- **Texto fornecido**:

____________________

Tribuna da Imprensa online: Os advogados também reclamam e quais são as medidas tomadas pela Ordem?

Roberto Monteiro Pinho – A Ordem tem atuado, mas é um universo muito grande, são 24 seccionais, só no Rio de Janeiro temos 64 subseções, e o volume de reclamações são muitas. O desagravo, instrumento de protesto da classe operado pelas OABs, não surte efeito, faz barulho, mas apenas fica a denuncia. Pior é quando o juiz ou serventuário comunica um incidente contra o advogado, o processo administrativo é acolhido e anda com rapidez, enquanto os juízes são corporativos, uma reclamação correcional pode levar anos, e conforme foi denunciado pela então corregedora do CNJ, ministra Eliane Calmon, 97% delas sequer são apreciadas. Isso tem que mudar e a Ordem deve trabalhar com afinco este instituto, seria uma forma de mostrar, outro quadro a magistratura vetusta e insolente.

Tribuna da Imprensa online – E no futuro você acha que teremos solução?

Roberto Monteiro Pinho – Hoje meu filho recém-formado já advoga, mas a exemplo dele e aqueles que enfrentam o dia a dia nos tribunais do trabalho padecem e muito. Inúmeras são as queixas, na subseção da OAB Barra onde sou Assessor Especial da Presidência, elas são constantes, estão desde a violação das prerrogativas dos advogados (art. 133 da CF), a falta de esmero no trato social, e interação com as partes. O caos reinante é nacional, em todas Seccionais temos casos que até “Deus duvida”. As serventias e os juízes do trabalho, “se acham acima de tudo e de todos”, as reclamações dos profissionais são muitas neste sentido. É desconfortável trabalhar num ambiente onde predomina o cinismo e a prepotência. Uma simples petição demora meses para ser despachada, e quando o advogado quer falar com o juiz, até menos para exigir a liberação do alvará, que é a sua mais valia, não consegue, tamanha a barreira desumana que se estabeleceu entre judiciário e advocacia. O resultado é estressante, o autor dificilmente entende que a culpa não é do profissional da advocacia e sim do sistema caótico que ai está. Com boa vontade, digo volenti nihil difficile, fazendo leis fortes e punindo aqueles que as violam, colocando o juiz na condição de servidor, um ser normal a serviço da sociedade, despindo-o da proteção estatal, vetusta, colonial e agressiva aos olhos do povo, creio que em médio prazo teríamos um judiciário lapidado a realidade democrática do Estado de Direito, uma verticalização dos princípios, nos níveis que sejam suportáveis. Os movimentos sociais foram às ruas em junho de 2013, para dar um basta nisso tudo que ai está, e o recado também serve para o judiciário brasileiro.”

*Daniel Mazola é jornalista, secretario geral da Comissão da Defesa da Liberdade de Imprensa e dos Direitos Humanos da Associação Brasileira de Imprensa – ABI, e redator da Tribuna online.

____________________

- **Itens fornecidos**:

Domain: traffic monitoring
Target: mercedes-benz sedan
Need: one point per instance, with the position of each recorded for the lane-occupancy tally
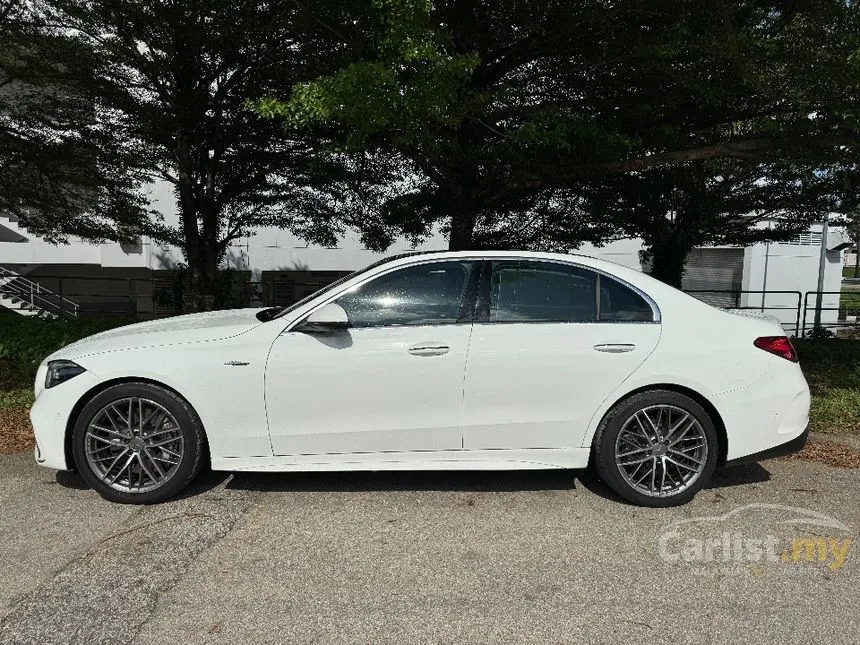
(436, 361)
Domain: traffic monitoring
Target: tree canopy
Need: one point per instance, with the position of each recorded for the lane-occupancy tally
(495, 110)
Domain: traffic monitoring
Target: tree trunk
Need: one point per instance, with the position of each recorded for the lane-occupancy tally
(856, 258)
(462, 228)
(667, 261)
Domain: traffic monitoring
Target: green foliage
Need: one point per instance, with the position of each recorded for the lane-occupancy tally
(832, 368)
(498, 112)
(28, 340)
(229, 291)
(165, 88)
(56, 175)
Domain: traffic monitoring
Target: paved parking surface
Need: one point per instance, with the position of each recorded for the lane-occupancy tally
(541, 557)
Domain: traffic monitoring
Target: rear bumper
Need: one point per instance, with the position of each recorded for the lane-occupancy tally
(793, 445)
(770, 413)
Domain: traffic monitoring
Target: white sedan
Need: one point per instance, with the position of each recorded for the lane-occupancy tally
(432, 361)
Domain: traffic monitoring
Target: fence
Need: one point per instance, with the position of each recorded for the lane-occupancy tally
(840, 311)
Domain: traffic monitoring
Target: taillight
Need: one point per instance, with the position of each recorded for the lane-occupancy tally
(779, 345)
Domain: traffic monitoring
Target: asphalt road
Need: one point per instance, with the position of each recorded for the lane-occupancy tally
(543, 557)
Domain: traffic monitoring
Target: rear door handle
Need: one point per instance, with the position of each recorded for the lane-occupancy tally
(615, 348)
(429, 349)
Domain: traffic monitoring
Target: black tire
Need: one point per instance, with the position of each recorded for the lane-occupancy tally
(181, 474)
(606, 439)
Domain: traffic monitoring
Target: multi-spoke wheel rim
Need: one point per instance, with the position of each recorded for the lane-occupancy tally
(661, 450)
(134, 445)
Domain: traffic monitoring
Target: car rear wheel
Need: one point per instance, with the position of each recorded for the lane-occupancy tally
(138, 443)
(657, 448)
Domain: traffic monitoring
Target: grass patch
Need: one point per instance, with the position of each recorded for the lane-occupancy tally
(24, 343)
(832, 368)
(849, 299)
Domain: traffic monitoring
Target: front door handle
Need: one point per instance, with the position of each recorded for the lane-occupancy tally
(615, 348)
(429, 349)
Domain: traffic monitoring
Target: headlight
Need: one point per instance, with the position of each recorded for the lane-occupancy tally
(61, 371)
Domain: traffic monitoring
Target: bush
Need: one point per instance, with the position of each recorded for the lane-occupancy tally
(27, 340)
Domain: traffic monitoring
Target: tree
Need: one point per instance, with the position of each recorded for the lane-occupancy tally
(53, 169)
(168, 83)
(701, 203)
(493, 109)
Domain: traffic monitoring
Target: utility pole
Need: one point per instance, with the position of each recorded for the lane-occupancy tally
(822, 259)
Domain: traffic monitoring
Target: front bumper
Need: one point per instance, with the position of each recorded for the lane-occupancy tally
(50, 417)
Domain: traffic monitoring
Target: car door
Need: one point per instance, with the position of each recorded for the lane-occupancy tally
(392, 381)
(551, 341)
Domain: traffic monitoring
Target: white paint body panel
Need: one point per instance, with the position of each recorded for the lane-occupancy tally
(536, 385)
(505, 396)
(378, 396)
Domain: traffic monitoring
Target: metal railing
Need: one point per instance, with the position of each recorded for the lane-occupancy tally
(847, 316)
(34, 297)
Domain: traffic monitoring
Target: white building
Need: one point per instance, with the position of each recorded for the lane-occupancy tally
(114, 277)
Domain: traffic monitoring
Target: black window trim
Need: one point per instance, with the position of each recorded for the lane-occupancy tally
(481, 308)
(467, 304)
(484, 296)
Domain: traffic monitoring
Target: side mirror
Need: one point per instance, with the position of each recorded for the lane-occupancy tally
(325, 320)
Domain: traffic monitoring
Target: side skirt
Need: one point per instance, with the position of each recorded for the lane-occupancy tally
(529, 459)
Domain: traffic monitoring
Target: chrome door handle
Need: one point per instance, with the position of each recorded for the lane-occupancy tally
(615, 348)
(429, 349)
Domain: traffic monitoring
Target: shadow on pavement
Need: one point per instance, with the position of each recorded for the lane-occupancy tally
(207, 480)
(476, 481)
(467, 481)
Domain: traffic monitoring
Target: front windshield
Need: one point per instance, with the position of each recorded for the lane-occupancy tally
(337, 283)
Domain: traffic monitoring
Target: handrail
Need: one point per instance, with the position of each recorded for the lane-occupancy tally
(17, 286)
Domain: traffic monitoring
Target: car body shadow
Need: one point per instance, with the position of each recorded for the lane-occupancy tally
(752, 473)
(440, 480)
(395, 481)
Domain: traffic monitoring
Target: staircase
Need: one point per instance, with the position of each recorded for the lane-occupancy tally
(29, 298)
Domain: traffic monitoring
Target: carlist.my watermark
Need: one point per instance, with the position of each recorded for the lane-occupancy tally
(772, 535)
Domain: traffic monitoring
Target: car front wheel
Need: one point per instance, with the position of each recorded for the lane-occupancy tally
(138, 443)
(657, 448)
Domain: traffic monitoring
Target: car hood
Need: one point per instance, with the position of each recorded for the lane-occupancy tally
(208, 326)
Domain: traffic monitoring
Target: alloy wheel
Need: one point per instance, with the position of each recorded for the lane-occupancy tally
(661, 450)
(134, 445)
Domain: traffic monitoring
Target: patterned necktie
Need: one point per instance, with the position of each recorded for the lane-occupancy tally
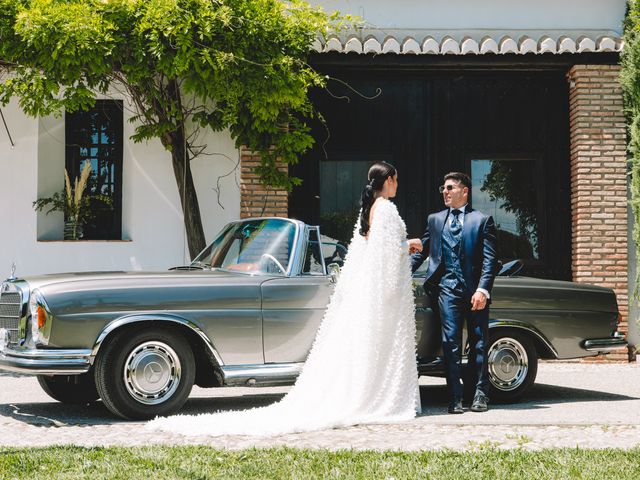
(456, 226)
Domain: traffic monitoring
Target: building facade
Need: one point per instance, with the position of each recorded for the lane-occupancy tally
(523, 96)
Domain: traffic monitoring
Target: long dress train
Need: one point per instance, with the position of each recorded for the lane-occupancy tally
(362, 365)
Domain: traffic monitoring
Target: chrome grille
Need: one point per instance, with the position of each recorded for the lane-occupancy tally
(10, 307)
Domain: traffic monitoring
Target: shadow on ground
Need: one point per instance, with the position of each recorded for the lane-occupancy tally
(434, 399)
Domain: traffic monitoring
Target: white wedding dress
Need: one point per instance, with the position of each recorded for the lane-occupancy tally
(362, 365)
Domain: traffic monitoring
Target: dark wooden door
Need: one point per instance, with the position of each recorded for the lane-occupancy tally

____________________

- **Tarefa solicitada 1**: Na entrevista sobre a Justiça do Trabalho, quantas subseções da OAB existem só no Rio de Janeiro?
- **Tarefa solicitada 2**: Escreva a continuação da entrevista sobre a Justiça do Trabalho a partir do ponto em que ela termina.
Os itens provêm de uma fonte diferente da entrevista sobre a Justiça do Trabalho.

- **Resposta 1**: 64 subseções.

- **Resposta 2**:
Roberto Monteiro Pinho

“Sobre Roberto Monteiro Pinho – Aos 18 anos em pleno regime ditatorial o autor estava trabalhando na Associação Beneficente dos Feirantes de São Paulo, uma das entidades mais representativas na época, e que reunia milhares de comerciantes atacadistas em mais de 20 feiras-livres realizadas diariamente na capital paulista. Sua atividade era a de associar membros, que mais tarde se converteria em sindicato, um dos mais antigos do país. Após longo período, mudou para o Rio de Janeiro, nos anos 70 passou pelo setor de transportes, quando fundou a Associação de Locação de Veículos do Rio de Janeiro – Aelotrava, hoje sindicato de locação de veículos. Durante o estado de exceção, inspirado na atuação de sua mãe na emblemática Liga Operária, militou e ajudou até a abertura política, engajado no Movimento pela Volta dos Exilados, e os organismos de esquerda na proteção, acolhida e apoio aos presos e aos exilados políticos.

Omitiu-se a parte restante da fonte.